_REQUIREMENT 1_: In the entries, copy word for word every line from the one containing "point_to(query) puts a dot on the calm" through the one containing "column 509, row 180", including both of those lines.

_DOCUMENT SECTION_:
........
There are many more ecommerce and catalog server packages available in 1998 than there were in 1996. Could we build the site now with packaged software? Perhaps, but not very elegantly. Though the MIT Press product line is very easy to characterize formally (books have unique ISBNs and journals have unique ISSNs), there are some screwy items. The user interface would become horribly clunky if there weren't a clean way to present multi-volume sets and relate paper and hardcover editions of the same title. There are also two completely separate categorization systems for books, one for ordinary consumers and one for professors seeking books to use as textbooks.

Each journal needs to have institutional, individual, and student subscription rates. Back issue prices need to be similarly trifold. Finally, there are separate prices for back issues that are "double issues". In a turnkey catalog system, you'd probably have to represent one journal as nine separate products in order to offer these nine separate prices. That would mean MIT Press personnel would have to change journal titles or editorial board info in nine separate database rows.

Because we did not use packaged software, we were able to program in lots of shortcuts on the admin side. The administration home page for a book has the stuff you'd expect from a commercial software package, e.g., links to all the orders for the book and the readers who've expressed interest in the book. But it also has one-click catalog maintenance shortcuts, e.g., "Record this title as being out of print" or "Change the price by editing the old price here and hitting carriage return."

For the Hard-core Nerd

If you're a hard-core nerd, you'll probably be interested to read my annotated data model file: http://www.photo.net/wtr/thebook/mitpress-data-model.txt.

MIT Press Summary

With good people, good management, reasonable goals, and reasonable judgement, we managed to develop, operate, and maintain a moderately high volume and full-featured ecommerce system at minimal cost.

Mundane Details: Running Credit Cards

If you knew nothing about banking, you'd probably think that every bank in the world had a transaction server on a network. If a merchant wanted to figure out whether a credit card was valid or whether a cardholder's billing address was as stated, the merchant would send a packet of information to its favorite bank's server and that bank would come up with the answer, possibly doing queries to other bank's servers.

It turns out that banks never wanted to do anything like this. They left credit card processing to a handful of third-party companies such as First Data (http://www.firstdata.com), NOVA (http://www.novainfo.com), and Paymentech (http://www.paymentech.com). When a consumer's card gets swiped at the supermarket, the little terminal talks to NOVA, for example, and NOVA talks to the consumer's bank and the supermarket's bank.
........
_RECORDS SHOWN_:
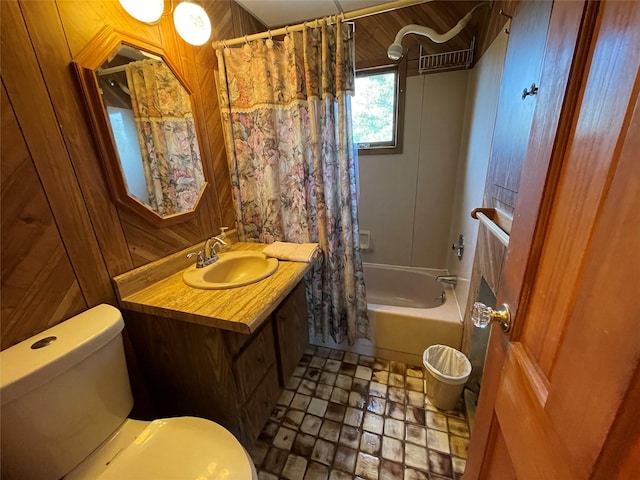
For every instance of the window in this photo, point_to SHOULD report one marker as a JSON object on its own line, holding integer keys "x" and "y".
{"x": 377, "y": 109}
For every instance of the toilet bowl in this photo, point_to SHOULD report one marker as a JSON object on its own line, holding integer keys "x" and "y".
{"x": 65, "y": 397}
{"x": 183, "y": 447}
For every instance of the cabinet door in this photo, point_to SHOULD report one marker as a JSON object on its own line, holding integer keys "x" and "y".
{"x": 523, "y": 64}
{"x": 252, "y": 364}
{"x": 254, "y": 413}
{"x": 292, "y": 331}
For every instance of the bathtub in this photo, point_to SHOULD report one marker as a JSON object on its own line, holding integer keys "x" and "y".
{"x": 407, "y": 313}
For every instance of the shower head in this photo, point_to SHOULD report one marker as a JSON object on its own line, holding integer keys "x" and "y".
{"x": 395, "y": 50}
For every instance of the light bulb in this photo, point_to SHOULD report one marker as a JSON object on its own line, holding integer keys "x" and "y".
{"x": 192, "y": 23}
{"x": 147, "y": 11}
{"x": 395, "y": 51}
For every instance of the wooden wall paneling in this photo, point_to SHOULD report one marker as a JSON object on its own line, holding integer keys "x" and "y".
{"x": 49, "y": 41}
{"x": 26, "y": 88}
{"x": 243, "y": 22}
{"x": 210, "y": 217}
{"x": 221, "y": 15}
{"x": 292, "y": 331}
{"x": 39, "y": 287}
{"x": 581, "y": 194}
{"x": 220, "y": 188}
{"x": 83, "y": 20}
{"x": 523, "y": 65}
{"x": 492, "y": 24}
{"x": 375, "y": 33}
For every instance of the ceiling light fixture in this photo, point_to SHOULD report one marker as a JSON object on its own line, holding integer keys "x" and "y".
{"x": 190, "y": 19}
{"x": 192, "y": 23}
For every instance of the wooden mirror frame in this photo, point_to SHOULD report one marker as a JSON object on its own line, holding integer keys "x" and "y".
{"x": 107, "y": 42}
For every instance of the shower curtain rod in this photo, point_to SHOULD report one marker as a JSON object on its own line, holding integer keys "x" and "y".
{"x": 344, "y": 16}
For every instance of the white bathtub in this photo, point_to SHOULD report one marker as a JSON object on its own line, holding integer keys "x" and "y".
{"x": 406, "y": 314}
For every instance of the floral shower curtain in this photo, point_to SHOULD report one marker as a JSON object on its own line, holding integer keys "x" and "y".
{"x": 167, "y": 136}
{"x": 286, "y": 111}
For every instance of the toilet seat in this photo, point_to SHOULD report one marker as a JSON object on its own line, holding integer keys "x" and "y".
{"x": 179, "y": 448}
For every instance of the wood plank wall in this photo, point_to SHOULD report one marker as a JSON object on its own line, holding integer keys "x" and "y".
{"x": 63, "y": 237}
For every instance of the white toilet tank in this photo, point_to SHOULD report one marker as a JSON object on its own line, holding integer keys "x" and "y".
{"x": 60, "y": 401}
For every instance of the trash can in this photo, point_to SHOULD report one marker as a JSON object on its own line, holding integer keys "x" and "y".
{"x": 447, "y": 370}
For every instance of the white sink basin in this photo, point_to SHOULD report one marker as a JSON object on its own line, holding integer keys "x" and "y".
{"x": 233, "y": 269}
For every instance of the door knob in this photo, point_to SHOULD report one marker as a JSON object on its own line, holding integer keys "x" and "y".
{"x": 481, "y": 316}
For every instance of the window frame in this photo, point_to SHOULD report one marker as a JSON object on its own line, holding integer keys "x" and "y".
{"x": 372, "y": 68}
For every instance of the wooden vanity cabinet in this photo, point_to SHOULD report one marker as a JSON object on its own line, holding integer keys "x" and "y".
{"x": 228, "y": 377}
{"x": 292, "y": 331}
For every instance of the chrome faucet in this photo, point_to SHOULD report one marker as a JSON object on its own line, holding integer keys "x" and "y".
{"x": 448, "y": 279}
{"x": 208, "y": 255}
{"x": 210, "y": 249}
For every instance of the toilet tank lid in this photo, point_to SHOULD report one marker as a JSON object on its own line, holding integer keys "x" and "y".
{"x": 23, "y": 368}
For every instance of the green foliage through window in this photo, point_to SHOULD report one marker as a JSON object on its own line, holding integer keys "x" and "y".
{"x": 374, "y": 109}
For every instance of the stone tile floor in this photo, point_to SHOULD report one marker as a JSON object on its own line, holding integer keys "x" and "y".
{"x": 344, "y": 416}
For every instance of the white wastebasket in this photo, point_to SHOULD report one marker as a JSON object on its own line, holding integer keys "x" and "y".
{"x": 447, "y": 370}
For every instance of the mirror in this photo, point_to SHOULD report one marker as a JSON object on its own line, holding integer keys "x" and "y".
{"x": 143, "y": 119}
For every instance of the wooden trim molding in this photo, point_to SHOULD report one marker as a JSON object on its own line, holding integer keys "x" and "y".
{"x": 103, "y": 46}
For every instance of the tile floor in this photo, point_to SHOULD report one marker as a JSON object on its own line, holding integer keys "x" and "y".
{"x": 344, "y": 416}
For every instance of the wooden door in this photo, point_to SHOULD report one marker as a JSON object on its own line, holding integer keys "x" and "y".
{"x": 560, "y": 393}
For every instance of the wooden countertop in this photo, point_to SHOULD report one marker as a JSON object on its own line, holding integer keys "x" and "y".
{"x": 158, "y": 289}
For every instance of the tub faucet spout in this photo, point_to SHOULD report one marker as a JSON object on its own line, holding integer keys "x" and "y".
{"x": 448, "y": 279}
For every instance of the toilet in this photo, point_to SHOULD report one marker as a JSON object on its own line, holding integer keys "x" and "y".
{"x": 65, "y": 397}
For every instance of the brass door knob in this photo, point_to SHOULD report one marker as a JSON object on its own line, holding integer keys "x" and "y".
{"x": 481, "y": 316}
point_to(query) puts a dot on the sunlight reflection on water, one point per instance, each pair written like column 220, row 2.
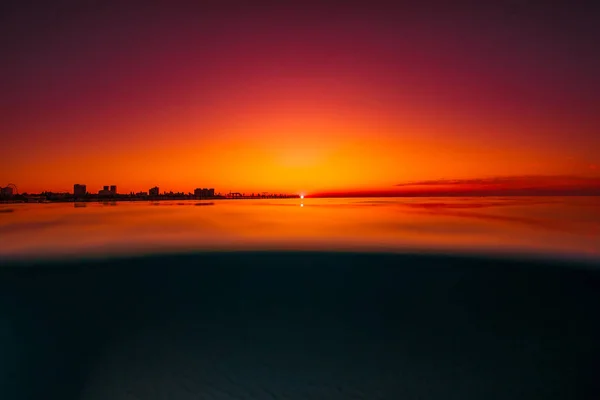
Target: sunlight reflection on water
column 549, row 226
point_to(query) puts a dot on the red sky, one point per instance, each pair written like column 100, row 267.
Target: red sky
column 299, row 99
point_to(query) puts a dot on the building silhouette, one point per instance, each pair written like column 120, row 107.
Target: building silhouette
column 79, row 190
column 204, row 192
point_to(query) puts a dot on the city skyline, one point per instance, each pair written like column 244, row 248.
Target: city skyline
column 331, row 98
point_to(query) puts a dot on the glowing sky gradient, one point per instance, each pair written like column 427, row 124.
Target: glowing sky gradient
column 300, row 99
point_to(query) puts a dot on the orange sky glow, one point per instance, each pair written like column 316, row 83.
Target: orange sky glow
column 287, row 101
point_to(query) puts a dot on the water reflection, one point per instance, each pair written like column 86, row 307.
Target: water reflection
column 547, row 226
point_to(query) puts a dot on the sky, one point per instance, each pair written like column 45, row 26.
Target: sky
column 299, row 97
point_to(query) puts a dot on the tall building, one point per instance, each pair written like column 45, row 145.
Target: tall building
column 79, row 190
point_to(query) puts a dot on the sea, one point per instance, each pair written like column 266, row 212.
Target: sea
column 416, row 298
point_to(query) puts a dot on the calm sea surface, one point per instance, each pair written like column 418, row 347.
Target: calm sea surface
column 543, row 226
column 373, row 304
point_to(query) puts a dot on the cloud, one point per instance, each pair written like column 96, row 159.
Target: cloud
column 509, row 180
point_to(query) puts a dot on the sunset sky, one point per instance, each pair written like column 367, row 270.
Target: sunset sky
column 298, row 98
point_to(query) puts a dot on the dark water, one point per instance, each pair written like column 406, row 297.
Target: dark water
column 299, row 326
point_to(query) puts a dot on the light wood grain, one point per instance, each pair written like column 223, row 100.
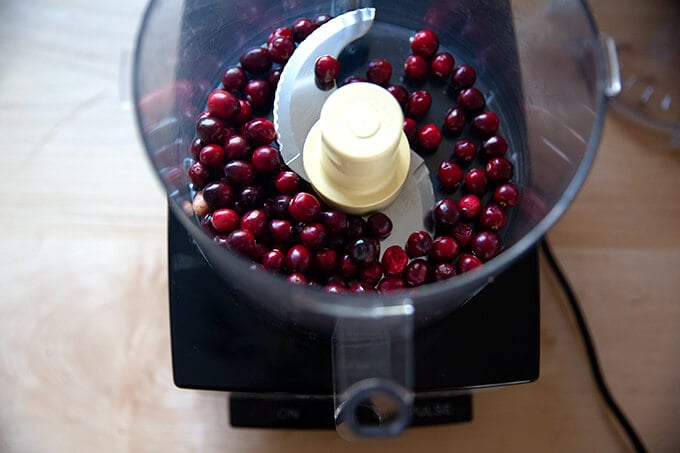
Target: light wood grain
column 84, row 340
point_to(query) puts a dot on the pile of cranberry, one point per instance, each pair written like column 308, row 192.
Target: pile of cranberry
column 253, row 204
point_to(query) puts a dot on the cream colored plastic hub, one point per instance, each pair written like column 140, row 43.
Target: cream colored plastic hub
column 357, row 155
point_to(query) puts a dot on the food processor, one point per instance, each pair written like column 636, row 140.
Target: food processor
column 373, row 364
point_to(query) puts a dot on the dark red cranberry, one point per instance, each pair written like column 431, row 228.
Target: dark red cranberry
column 234, row 79
column 429, row 137
column 218, row 194
column 239, row 173
column 379, row 71
column 418, row 104
column 506, row 195
column 476, row 181
column 492, row 217
column 444, row 248
column 486, row 123
column 280, row 49
column 299, row 259
column 442, row 64
column 259, row 132
column 465, row 151
column 302, row 28
column 471, row 99
column 379, row 225
column 304, row 207
column 416, row 67
column 455, row 119
column 425, row 43
column 394, row 260
column 495, row 146
column 450, row 174
column 464, row 76
column 224, row 220
column 417, row 272
column 499, row 170
column 326, row 69
column 419, row 243
column 256, row 60
column 399, row 92
column 470, row 206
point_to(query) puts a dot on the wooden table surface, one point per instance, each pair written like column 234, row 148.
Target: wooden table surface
column 84, row 340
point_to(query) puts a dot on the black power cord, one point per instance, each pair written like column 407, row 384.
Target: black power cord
........
_REQUIREMENT 2_: Extend the passage on ecommerce and credit card processing, picking up after its final sentence.

_WRITTEN REPLY 1_:
point_to(query) puts a dot on the calm sea surface, one point per instance, each pair written like column 418, row 347.
Target: calm sea surface
column 543, row 226
column 373, row 304
point_to(query) puts a dot on the cloud, one point per instance, each pair written like column 96, row 159.
Target: cloud
column 509, row 180

_WRITTEN REPLY 2_:
Okay, so now the obvious thing would be for each of these third-party companies to park a transaction server on the Internet. Then a merchant can choose to contact NOVA or Paymentech by sending encrypted packets rather than dialing up. But it apparently turned out that even NOVA and Paymentech didn't want to wade into the public Internet.

Drop a Dime

Drottningholm.  Stockholm, Sweden The most direct and obvious way to bill credit cards is to stick a modem on the back of your Unix machine and have it dial up a credit card processor such as First Data. Your Web site looks to the world's banking system just like the pizza shop around the corner. If you want fast connections, you can get a frame relay or ISDN line to the processor. If you don't want to figure out the protocol that is being used by the little terminal in the pizza shop, you can pick up some software such as HKS's CCVS (see http://www.hks.net) for about $1000.

One downside of this approach is that you'll be forced to maintain a highly secure Web server/database containing customer credit card numbers.

Two Internet Architectures

Farm on the road to Langhammars.  Faro, Northern Gotland.  Sweden For people who don't want to stick modems on the backs of their computers, there are companies like CyberCash (http://www.cybercash.com), ICOMS (http://www.icoms.com), and Verifone (http://www.verifone.com) that operate transaction servers that then talk to First Data, NOVA, or Paymentech (that then talk to the banks' computer systems).

CyberCash and ICOMS exemplify two very different Web service architectures. In the CyberCash case, the merchant server collects credit card numbers from consumers. The merchant server then talks to CyberCash to find out if the card is valid and bill the card. This lets the merchant offer the customer options like "Use the same credit card as your last order?" If the merchant becomes unhappy with CyberCash, this architecture lets the merchant switch transaction vendors without consumers ever knowing.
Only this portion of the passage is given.